▶ _DATASET EXCERPTS_
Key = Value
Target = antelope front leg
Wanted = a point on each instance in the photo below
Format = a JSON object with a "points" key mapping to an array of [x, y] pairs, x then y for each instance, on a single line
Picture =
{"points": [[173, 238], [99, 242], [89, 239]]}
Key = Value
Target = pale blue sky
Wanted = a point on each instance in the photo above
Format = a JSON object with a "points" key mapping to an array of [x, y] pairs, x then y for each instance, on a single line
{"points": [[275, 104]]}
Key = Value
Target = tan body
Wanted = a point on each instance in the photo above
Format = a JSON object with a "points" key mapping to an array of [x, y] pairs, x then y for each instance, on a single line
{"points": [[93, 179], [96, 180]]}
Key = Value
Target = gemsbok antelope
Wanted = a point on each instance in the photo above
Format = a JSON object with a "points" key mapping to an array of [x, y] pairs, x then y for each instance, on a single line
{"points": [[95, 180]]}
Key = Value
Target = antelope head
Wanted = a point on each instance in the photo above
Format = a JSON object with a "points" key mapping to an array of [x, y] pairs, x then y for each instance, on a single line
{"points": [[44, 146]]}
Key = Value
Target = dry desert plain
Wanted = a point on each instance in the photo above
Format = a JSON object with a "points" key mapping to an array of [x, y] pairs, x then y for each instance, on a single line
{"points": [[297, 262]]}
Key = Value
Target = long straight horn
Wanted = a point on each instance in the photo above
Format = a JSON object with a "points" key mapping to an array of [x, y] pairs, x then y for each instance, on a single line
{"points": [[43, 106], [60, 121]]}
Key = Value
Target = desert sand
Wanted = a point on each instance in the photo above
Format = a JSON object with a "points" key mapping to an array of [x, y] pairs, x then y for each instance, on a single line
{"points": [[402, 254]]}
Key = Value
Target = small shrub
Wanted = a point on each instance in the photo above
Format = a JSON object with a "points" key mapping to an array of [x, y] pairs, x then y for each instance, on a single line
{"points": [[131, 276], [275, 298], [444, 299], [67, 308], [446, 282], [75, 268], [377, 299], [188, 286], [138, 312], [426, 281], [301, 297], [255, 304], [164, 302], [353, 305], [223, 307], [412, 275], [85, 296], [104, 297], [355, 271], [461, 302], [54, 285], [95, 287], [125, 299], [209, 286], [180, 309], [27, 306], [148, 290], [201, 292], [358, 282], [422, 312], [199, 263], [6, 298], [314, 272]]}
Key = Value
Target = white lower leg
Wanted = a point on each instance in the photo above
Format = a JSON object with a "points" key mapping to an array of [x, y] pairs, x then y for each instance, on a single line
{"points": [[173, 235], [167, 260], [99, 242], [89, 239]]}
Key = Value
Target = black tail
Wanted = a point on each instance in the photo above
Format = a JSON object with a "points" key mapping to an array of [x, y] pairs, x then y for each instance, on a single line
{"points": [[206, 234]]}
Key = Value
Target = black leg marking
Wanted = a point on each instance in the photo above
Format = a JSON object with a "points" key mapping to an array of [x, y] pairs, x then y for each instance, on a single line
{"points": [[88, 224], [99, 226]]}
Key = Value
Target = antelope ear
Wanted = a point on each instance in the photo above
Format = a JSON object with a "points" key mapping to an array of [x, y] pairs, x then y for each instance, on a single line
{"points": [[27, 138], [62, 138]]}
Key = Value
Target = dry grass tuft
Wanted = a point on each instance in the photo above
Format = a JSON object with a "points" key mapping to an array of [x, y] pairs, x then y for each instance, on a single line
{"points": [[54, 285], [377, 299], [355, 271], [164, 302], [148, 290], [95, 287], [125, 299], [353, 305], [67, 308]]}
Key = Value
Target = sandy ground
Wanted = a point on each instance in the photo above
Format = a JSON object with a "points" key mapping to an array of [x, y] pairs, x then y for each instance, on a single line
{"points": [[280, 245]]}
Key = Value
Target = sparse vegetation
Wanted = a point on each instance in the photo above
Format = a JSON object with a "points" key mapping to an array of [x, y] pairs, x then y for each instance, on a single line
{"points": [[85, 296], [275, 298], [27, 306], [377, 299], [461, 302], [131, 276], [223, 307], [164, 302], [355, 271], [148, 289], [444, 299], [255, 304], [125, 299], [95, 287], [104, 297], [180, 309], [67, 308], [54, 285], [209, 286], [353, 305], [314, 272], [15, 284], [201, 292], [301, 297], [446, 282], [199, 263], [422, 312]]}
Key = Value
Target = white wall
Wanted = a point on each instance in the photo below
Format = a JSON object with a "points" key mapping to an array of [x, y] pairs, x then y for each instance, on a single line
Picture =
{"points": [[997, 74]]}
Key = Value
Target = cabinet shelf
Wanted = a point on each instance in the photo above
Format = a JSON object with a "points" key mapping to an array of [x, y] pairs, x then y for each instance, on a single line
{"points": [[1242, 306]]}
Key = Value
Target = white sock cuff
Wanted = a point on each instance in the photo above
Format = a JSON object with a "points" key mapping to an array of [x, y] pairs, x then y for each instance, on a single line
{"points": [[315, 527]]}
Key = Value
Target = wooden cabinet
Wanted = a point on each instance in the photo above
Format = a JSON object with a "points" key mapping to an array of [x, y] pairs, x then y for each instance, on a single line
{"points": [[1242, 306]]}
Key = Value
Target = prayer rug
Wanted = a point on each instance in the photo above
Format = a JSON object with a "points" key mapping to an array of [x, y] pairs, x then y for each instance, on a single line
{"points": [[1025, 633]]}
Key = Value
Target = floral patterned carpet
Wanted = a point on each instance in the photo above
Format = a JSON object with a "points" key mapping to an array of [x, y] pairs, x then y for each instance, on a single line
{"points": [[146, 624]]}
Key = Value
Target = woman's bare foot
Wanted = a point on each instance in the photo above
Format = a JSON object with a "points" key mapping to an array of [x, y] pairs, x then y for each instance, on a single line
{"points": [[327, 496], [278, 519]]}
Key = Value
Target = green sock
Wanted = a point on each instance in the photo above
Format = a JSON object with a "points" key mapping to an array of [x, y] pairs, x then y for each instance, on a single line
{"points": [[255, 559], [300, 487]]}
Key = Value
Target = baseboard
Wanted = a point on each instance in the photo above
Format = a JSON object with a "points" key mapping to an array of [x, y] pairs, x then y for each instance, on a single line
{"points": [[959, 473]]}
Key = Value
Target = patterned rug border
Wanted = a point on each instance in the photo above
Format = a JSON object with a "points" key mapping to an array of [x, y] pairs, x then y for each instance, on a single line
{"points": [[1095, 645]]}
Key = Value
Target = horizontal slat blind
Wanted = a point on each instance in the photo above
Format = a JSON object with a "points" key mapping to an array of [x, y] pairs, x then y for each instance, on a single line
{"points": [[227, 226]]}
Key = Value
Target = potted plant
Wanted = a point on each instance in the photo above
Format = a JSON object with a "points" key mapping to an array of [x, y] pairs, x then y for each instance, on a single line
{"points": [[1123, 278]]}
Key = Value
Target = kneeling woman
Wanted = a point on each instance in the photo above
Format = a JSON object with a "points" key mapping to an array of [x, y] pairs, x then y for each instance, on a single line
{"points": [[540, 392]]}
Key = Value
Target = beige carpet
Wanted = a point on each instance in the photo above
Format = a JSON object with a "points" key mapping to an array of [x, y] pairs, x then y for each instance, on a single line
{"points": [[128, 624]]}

▶ _WHAT IS ASKED_
Extract all the material, leaving every line as it is.

▶ _RESPONSE TO THIS EXERCISE_
Key = Value
Target = antelope front leg
Wanted = a point on each instance in the photo below
Format = a JSON object with a "points" key mapping to an array of [x, y] pairs, x then y for each instance, on a single line
Picture =
{"points": [[173, 238], [99, 242], [89, 239]]}
Key = Value
Target = pale blue sky
Wanted = a point on each instance in the photo above
Format = a JSON object with a "points" key mapping to an array of [x, y] pairs, x then y for each instance, on a single line
{"points": [[275, 104]]}
Key = Value
Target = tan body
Wanted = a point on each instance in the photo above
Format = a JSON object with a "points" key mapping to an array of [x, y] pairs, x then y for each instance, on a single line
{"points": [[93, 179], [96, 180]]}
Key = Value
Target = gemsbok antelope
Wanted = a point on each instance in the photo above
Format = a JSON object with a "points" key mapping to an array of [x, y] pairs, x then y for each instance, on a single line
{"points": [[95, 180]]}
Key = Value
Target = antelope head
Wanted = a point on each instance in the photo above
Format = a JSON object with a "points" key mapping to an array of [x, y] pairs, x then y for each instance, on a single line
{"points": [[44, 146]]}
Key = Value
Target = dry desert plain
Wanted = a point on each instance in the photo above
Format = a JSON object with a "points" key mapping to an array of [x, y] pairs, x then y for each instance, on a single line
{"points": [[297, 262]]}
Key = Value
Target = long straight horn
Wanted = a point on each instance in the photo above
Format = a JSON object with a "points" key mapping to an array of [x, y] pairs, x then y for each instance, on a single line
{"points": [[43, 106], [60, 121]]}
Key = Value
Target = desert sand
Wanted = a point on each instance in the photo above
Format = a JSON object with a "points" key mapping to an array of [x, y] pairs, x then y for each instance, on a single line
{"points": [[402, 254]]}
Key = Value
Target = small shrub
Wanted = a point on each instance in the photo above
Format = a JSON object with a "points" key mapping to an array of [x, y] pairs, x then y for each instance, on a single line
{"points": [[131, 276], [275, 298], [444, 299], [67, 308], [446, 282], [75, 268], [377, 299], [188, 286], [138, 312], [426, 281], [301, 297], [255, 304], [164, 302], [353, 305], [223, 307], [412, 275], [85, 296], [104, 297], [355, 271], [461, 302], [54, 285], [95, 287], [125, 299], [209, 286], [180, 309], [27, 306], [148, 290], [201, 292], [358, 282], [422, 312], [199, 263], [6, 298], [314, 272]]}
Key = Value
Target = white lower leg
Wanted = a point on each instance in the photo above
Format = a JSON object with a "points" key mapping to an array of [x, y] pairs, x then y for each instance, on a single line
{"points": [[173, 235], [167, 260], [99, 242], [89, 239]]}
Key = Value
Target = black tail
Wanted = a point on each instance in the photo above
Format = a JSON object with a "points" key mapping to an array of [x, y] pairs, x then y for each instance, on a single line
{"points": [[206, 234]]}
Key = Value
Target = black leg marking
Wanted = a point on each instance in the photo above
Format = a JSON object with a "points" key mapping to an array of [x, y] pairs, x then y for each instance, on a single line
{"points": [[88, 224], [99, 226]]}
Key = Value
Target = antelope ear
Wanted = a point on each instance in the photo above
Format = a JSON object with a "points" key mapping to an array of [x, y] pairs, x then y for each instance, on a single line
{"points": [[27, 138], [62, 138]]}
Key = Value
Target = dry grass tuft
Wanted = a point on each instance in the photo above
Format = a JSON object with a "points" key mapping to an array of [x, y] pairs, x then y for each instance, on a single line
{"points": [[54, 285], [377, 299], [355, 271], [164, 302], [148, 290], [95, 287], [125, 299], [353, 305], [67, 308]]}
Key = Value
Target = sandy ground
Wanted = a point on each instance in the photo above
Format = a JSON object with a "points" key mapping to an array of [x, y] pairs, x then y for each instance, on a single line
{"points": [[280, 245]]}
Key = Value
Target = sparse vegetation
Wanted = a point on each instance in the photo above
Format = a JSON object with a "points" key mapping to an array of [x, y] pairs, x then y for each instance, on a single line
{"points": [[85, 296], [275, 298], [27, 306], [377, 299], [461, 302], [131, 276], [223, 307], [164, 302], [355, 271], [148, 289], [444, 299], [255, 304], [125, 299], [95, 287], [104, 297], [180, 309], [67, 308], [54, 285], [209, 286], [353, 305], [314, 272], [15, 284], [201, 292], [301, 297], [446, 282], [199, 263], [422, 312]]}
Key = Value
Target = white wall
Wanted = a point on each instance in the photo below
Format = a JSON object with a "points" key mapping to an array of [x, y] pairs, x then y for each instance, on a single line
Picture =
{"points": [[997, 74]]}
Key = Value
Target = cabinet shelf
Wanted = a point on each instance in the photo above
Format = a JSON object with a "points" key mapping to an array of [x, y] pairs, x then y for each instance, on a single line
{"points": [[1242, 306]]}
Key = Value
Target = white sock cuff
Wanted = a point on each instance in the photo above
Format = a JSON object with a "points" key mapping to an array of [x, y] pairs, x then y for each instance, on a single line
{"points": [[315, 527]]}
Key = Value
Target = wooden cabinet
Wanted = a point on each instance in the photo above
Format = a JSON object with a "points" key mapping to an array of [x, y] pairs, x then y for each instance, on a single line
{"points": [[1242, 306]]}
Key = Value
Target = prayer rug
Wanted = a point on each instance in the photo above
Format = a JSON object with a "points" key mapping to an array of [x, y] pairs, x then y for each instance, on a single line
{"points": [[1025, 633]]}
Key = Value
Target = floral patterned carpet
Wanted = a point on each instance in the photo above
Format = a JSON object with a "points" key mapping to an array of [x, y] pairs, x then y for each instance, on a single line
{"points": [[146, 624]]}
Key = Value
Target = woman's bare foot
Wanted = a point on each instance in the photo above
Format = a JSON object with a "points" key mapping to an array of [x, y] pairs, x then y for each instance, on a single line
{"points": [[327, 496], [278, 519]]}
Key = Value
Target = green sock
Wanted = a point on each instance in the photo above
Format = a JSON object with a "points" key mapping to an array of [x, y] pairs, x then y for each instance, on a single line
{"points": [[255, 559], [300, 487]]}
Key = Value
Target = baseboard
Wanted = a point on each instance in the photo above
Format = a JSON object with a "points" key mapping to an array of [x, y] pairs, x then y for each instance, on a single line
{"points": [[959, 473]]}
Key = Value
Target = patterned rug border
Wanted = a point on each instance in the photo above
Format = a JSON object with a "points" key mapping to an array of [x, y] pairs, x then y for each instance, on a single line
{"points": [[1095, 645]]}
Key = Value
Target = horizontal slat blind
Wanted = a point on each instance in the photo above
Format = a JSON object with a "points" key mapping to an array of [x, y] pairs, x then y for each instance, on a single line
{"points": [[227, 226]]}
Key = Value
Target = potted plant
Wanted = a point on each instance in the photo above
Format = a JSON object with a "points" key mapping to an array of [x, y] pairs, x then y for each instance, on a single line
{"points": [[1123, 278]]}
Key = Value
Target = kneeling woman
Wanted = a point on each instance in the photo above
Format = a JSON object with a "points" key mapping to an array of [x, y] pairs, x then y for each instance, on a single line
{"points": [[540, 392]]}
Key = Value
Target = beige carpet
Wanted = a point on each instance in the photo above
Format = a JSON object with a "points" key mapping to an array of [x, y] pairs, x then y for each instance, on a single line
{"points": [[128, 624]]}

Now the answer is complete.